◆ Set exercise A: List every line in the records below that contains the string "canyon", treating uppercase and lowercase letters as different.

═════ Page excerpt

# ScareCrow



## ShadyHallows (Jun 14, 2006)

Hey guys, I made a brand new scare crow yesterday which will be placed along the cornstalk trail this year. I am looking to make 1 or two more but the next two will be with pumpkin heads. Tell me what you think, thanks!


----------



## Sickie Ickie (Jun 20, 2006)

Way cool, dude! How did you get the head to stay on the shoulders?


----------



## Rod Rego (Jul 31, 2007)

I like it! Scarecrows are one of my favorite props to make.


----------



## 1031fan (Feb 6, 2007)

cool - think about addin some different textures to it - maybe some jute..cheesecloth..bag-o-web dipped in latex paint - vines - twigs - its a great start! keep us posted


----------



## Revenant (Mar 17, 2007)

I'm with 1031fan -- he looks cool, now he needs some of the uniformity broken up. Also stain him to make him look weathered and messed up -- coffee and tea are good for that; mist (don't blast) here & there with black spraypaint to look mildewed. And dont forget to stain the twine/rope that's tying him; a lot of people forget that part. And something dangly from the hands... vines, ratty rags, torn-up stained cheesecloth, whatever -- something to hang and sway in the breeze.

That's a groovy mask... where'd ya find it?


----------



## Daughter of Darkness (Aug 24, 2006)

*cool*

Nice work Shady!
Do his eyes light up? That would be wicked cool at night,or even just spotlit, yeah!

══════════
═════ Material

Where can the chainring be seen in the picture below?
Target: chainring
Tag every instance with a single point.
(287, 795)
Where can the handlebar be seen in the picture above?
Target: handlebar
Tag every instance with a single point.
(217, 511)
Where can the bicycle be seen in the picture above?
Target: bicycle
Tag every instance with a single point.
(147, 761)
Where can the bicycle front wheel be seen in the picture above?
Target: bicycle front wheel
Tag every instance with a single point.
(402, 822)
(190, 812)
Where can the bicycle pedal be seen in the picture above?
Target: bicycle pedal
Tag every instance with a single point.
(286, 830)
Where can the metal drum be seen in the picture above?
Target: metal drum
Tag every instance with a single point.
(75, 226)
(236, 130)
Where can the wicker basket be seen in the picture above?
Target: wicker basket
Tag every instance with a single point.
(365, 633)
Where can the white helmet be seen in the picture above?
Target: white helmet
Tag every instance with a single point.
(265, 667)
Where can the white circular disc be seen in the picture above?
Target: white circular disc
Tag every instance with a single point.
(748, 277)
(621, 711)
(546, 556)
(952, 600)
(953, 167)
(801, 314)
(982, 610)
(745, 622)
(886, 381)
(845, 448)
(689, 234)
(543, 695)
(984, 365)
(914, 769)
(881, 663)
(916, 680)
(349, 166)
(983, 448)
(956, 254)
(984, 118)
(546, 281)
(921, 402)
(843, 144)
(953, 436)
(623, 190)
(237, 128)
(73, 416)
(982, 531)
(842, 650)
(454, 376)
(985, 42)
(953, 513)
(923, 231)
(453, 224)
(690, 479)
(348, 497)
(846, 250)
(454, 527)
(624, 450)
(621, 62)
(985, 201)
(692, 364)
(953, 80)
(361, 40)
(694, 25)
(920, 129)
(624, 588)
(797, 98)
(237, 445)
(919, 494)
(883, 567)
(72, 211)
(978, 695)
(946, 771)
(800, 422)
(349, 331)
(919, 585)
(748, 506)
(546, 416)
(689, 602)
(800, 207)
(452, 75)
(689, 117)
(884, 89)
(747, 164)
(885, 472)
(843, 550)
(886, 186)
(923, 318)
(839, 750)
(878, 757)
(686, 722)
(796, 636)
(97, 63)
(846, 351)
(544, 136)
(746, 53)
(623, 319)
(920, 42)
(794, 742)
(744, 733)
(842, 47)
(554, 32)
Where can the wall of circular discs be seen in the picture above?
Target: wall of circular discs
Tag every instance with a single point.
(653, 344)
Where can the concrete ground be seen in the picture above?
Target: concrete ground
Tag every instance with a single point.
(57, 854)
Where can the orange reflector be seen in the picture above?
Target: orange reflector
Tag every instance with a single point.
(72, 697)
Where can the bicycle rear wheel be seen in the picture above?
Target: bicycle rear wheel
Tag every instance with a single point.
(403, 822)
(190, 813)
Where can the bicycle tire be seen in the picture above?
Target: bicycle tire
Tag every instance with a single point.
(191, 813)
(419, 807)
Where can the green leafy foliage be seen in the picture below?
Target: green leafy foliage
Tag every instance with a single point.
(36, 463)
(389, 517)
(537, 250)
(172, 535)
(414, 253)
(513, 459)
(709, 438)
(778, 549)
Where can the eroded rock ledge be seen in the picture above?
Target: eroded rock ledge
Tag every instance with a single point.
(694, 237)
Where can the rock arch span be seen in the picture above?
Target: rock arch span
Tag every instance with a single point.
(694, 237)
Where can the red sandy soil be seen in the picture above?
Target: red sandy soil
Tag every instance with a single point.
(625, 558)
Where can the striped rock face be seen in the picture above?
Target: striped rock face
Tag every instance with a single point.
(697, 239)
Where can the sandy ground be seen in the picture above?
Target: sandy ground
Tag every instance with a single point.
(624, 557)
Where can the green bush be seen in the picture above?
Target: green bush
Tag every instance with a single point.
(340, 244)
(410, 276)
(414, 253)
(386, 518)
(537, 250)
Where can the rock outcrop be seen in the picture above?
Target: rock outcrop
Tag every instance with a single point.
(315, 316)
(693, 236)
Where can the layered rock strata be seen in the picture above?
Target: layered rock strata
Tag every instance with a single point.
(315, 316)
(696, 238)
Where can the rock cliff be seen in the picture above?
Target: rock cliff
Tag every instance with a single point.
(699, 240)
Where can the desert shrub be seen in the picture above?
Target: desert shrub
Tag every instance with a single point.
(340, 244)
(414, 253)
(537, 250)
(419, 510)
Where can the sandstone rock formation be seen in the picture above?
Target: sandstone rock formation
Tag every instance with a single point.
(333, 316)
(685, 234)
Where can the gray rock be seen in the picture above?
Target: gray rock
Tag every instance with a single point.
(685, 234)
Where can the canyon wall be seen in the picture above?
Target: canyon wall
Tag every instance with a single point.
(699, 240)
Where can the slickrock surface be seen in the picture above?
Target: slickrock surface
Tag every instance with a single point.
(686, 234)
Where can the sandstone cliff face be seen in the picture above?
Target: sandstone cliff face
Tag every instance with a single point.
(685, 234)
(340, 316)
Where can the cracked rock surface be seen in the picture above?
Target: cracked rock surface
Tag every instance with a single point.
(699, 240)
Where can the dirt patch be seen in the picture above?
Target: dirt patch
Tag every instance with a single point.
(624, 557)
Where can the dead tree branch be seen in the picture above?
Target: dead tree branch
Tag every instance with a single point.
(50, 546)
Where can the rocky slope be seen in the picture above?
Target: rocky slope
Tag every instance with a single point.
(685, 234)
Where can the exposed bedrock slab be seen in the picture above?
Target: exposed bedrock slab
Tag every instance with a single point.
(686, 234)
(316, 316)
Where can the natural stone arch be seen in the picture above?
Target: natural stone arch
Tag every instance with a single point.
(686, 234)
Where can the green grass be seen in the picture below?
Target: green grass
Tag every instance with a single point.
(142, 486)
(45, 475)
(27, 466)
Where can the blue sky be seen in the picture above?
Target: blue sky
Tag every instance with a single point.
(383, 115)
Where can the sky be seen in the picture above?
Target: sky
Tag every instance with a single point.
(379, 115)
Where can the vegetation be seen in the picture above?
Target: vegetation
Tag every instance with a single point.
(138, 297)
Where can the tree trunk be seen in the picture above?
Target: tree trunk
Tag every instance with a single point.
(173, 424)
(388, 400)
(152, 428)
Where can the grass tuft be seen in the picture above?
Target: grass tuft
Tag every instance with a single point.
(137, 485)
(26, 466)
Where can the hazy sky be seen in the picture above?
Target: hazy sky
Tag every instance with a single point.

══════════

◆ Set exercise B: Print the passage from the scarecrow forum thread above that opens with the words containing "# ScareCrow" and closes with "(Jun 20, 2006)".

◆ Task output A:
Where can the canyon wall be seen in the picture above?
Target: canyon wall

◆ Task output B:
# ScareCrow



## ShadyHallows (Jun 14, 2006)

Hey guys, I made a brand new scare crow yesterday which will be placed along the cornstalk trail this year. I am looking to make 1 or two more but the next two will be with pumpkin heads. Tell me what you think, thanks!


----------



## Sickie Ickie (Jun 20, 2006)